--- Start of Text passage ---

The Bank, which is the Company’s wholly-owned subsidiary, is primarily involved in attracting deposits from individuals and businesses and using those deposits, together with borrowed funds, to originate and invest in various types of loans and investment securities. The Bank operates nine full-service banking centers located in each of the communities of Rancho Cucamonga, Chino, Diamond Bar, La Verne, Crestline, Lake Arrowhead, Irwindale, Manhattan Beach and Corona, all of which are located within Los Angeles, Riverside and San Bernardino counties in California, and currently has two Small Business Administration (“SBA”) loan production offices located in San Diego and Anaheim, California and an income-property loan production office located in Irvine, California. The Rancho Cucamonga office also serves as the Company’s headquarters.

The Bank’s Strategic Plan

Since the hiring of its current president and chief executive officer in October 2000, the Bank has experienced significant growth pursuant to the execution of its strategic business plan, which emphasizes growth through the expansion of its lending products and deposit services. As the Bank has implemented its growth strategy, it has added additional executive management personnel with developed business banking and service skills, concentrating on a sales and service approach to its banking business. The Bank’s management team has focused its efforts into developing a customer-oriented service philosophy, while expanding the Bank’s lending products by creating various specialty lending groups. The Bank believes that expanding many of its existing relationships will prove to be an effective source of new business opportunities. The Bank is focused on providing relationship banking services to the following markets: (i) the Inland Empire region of Southern California, which primarily includes San Bernardino and Riverside counties, (ii) the coastal communities surrounding Los Angeles, California, and (iii) the San Gabriel Valley region of Los Angeles. The Bank has targeted these markets because of its experience and knowledge of, as well as the anticipated continued growth and potential for development in, these markets.

Expanded Product Offering. During the last three years, the Bank has emphasized the growth of its commercial loan portfolio and has augmented its traditional commercial and residential loans and services with several specialty lending and depository services.

 
   14  

 
 

Each of the foregoing specialty lending groups and depository services bring diversity to the Bank’s existing product lines, offering its customers greater flexibility while providing additional opportunities for the Bank to serve new customers within its primary market areas. The Bank’s growth in loans, net of unearned income and deferred fees, was 57.4% for the six months ended June 30, 2004 and 135.7% for the year ended December 31, 2003.

Relationship Banking. The Company continues to emphasize the relationship banking focus that was initiated in 2001. The Company continues to seek and retain experienced banking professionals with developed banking and service skills who share its customer-oriented service philosophy. The Company believes that relationship banking is best delivered in well-appointed and efficient banking centers that provide the appropriate tools and environment for its customers. To that end, the Bank’s facilities are being redesigned to incorporate user-friendly technology and personal service to facilitate its focus on relationship banking.

--- End of Text passage ---
--- Start of Dataset section ---

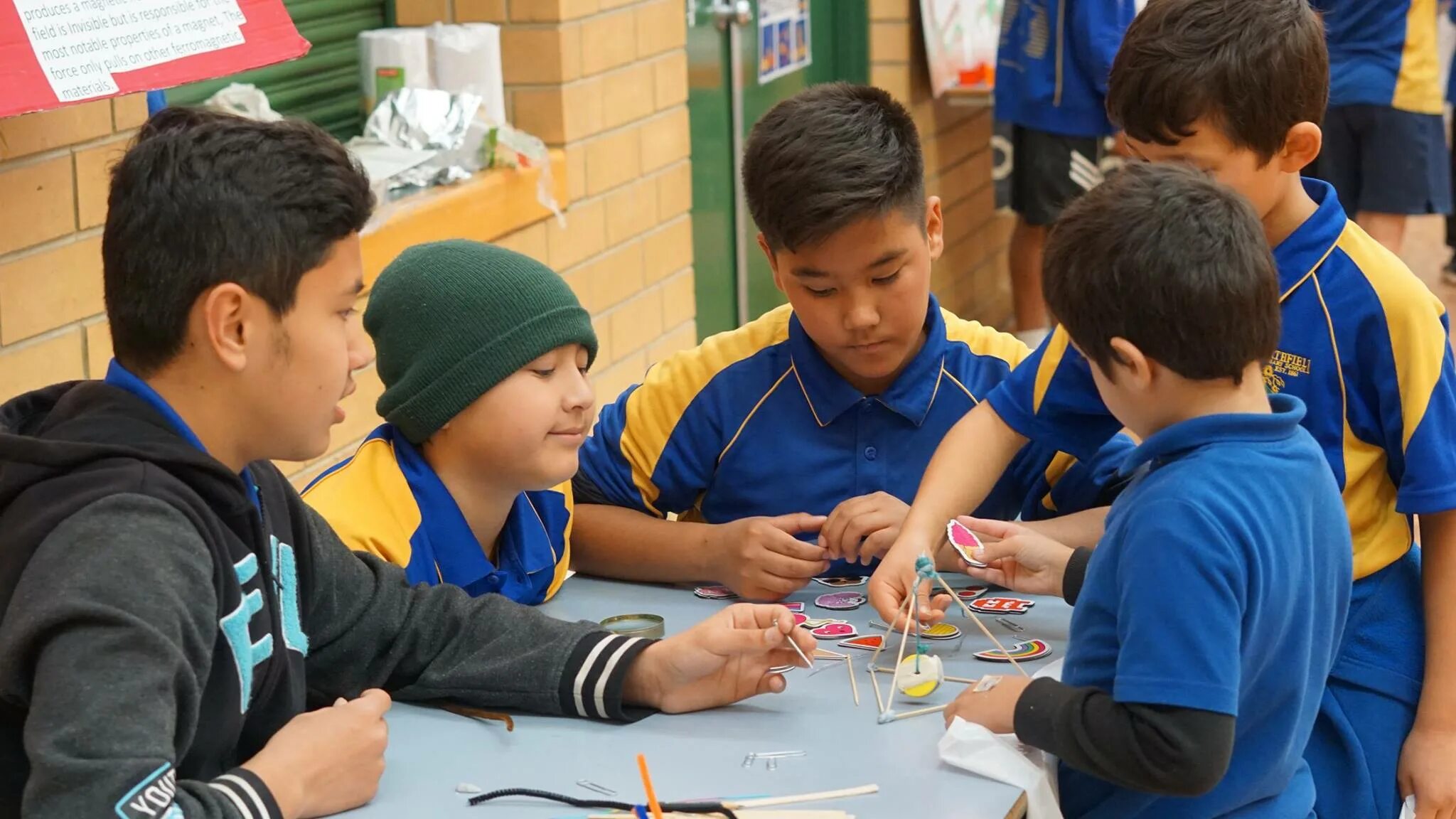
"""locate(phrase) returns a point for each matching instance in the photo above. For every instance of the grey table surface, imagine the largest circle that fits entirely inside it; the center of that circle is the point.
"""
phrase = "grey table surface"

--- End of Dataset section ---

*Written instruction*:
According to the bank overview, which banking center also serves as the Company's headquarters?

*Task result*:
The Rancho Cucamonga office